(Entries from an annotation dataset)
-- START --
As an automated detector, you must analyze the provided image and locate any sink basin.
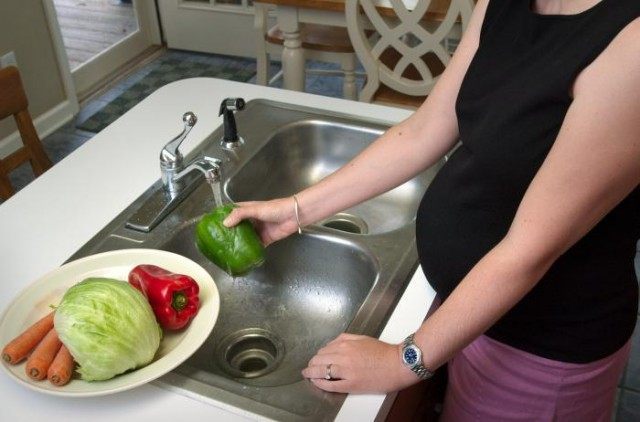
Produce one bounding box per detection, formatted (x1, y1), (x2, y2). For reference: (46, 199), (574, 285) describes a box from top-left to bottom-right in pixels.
(226, 119), (435, 234)
(70, 100), (439, 421)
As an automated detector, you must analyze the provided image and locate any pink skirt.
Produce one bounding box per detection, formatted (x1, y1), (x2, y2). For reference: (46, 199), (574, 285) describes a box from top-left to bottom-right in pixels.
(440, 336), (630, 422)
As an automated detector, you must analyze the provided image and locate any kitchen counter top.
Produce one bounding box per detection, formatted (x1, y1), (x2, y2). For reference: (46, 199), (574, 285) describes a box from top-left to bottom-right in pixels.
(0, 78), (434, 422)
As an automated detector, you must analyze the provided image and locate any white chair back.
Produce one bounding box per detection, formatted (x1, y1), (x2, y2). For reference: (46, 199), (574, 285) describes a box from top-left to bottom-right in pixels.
(345, 0), (474, 102)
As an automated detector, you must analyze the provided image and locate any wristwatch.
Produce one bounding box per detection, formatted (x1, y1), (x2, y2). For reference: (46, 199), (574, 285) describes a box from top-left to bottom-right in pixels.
(402, 334), (433, 380)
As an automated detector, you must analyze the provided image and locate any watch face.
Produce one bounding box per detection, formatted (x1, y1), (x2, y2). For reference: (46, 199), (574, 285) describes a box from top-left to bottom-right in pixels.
(402, 346), (419, 366)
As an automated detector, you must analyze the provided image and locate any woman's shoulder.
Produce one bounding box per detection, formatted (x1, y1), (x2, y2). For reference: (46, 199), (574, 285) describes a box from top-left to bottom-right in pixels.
(603, 17), (640, 71)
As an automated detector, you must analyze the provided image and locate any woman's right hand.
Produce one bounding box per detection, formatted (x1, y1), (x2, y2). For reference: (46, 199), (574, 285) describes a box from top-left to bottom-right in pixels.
(223, 197), (298, 246)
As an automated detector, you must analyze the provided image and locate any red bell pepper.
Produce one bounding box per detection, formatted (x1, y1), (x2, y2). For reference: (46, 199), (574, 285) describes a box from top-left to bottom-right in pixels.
(129, 265), (200, 330)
-- END --
• Set problem
Pull out every line of the listing above that contains the word "detector".

• Full output
As an automated detector, you must analyze the provided image and locate any sink basin.
As an automated detector, you must analyze the provided image and locate any pink skirt.
As an automated detector, you must analyze the provided image and locate any kitchen counter top.
As an automated detector, you must analyze the provided image and locate any white chair back.
As an automated detector, you must analyze the provided image and locate any wristwatch.
As an automated detector, you must analyze the provided image and locate any watch face.
As an automated detector, you must analyze the provided image and locate any woman's shoulder.
As an automated detector, you must analyze the provided image and locate any woman's right hand.
As an automated detector, you must analyze the provided image and locate any red bell pepper.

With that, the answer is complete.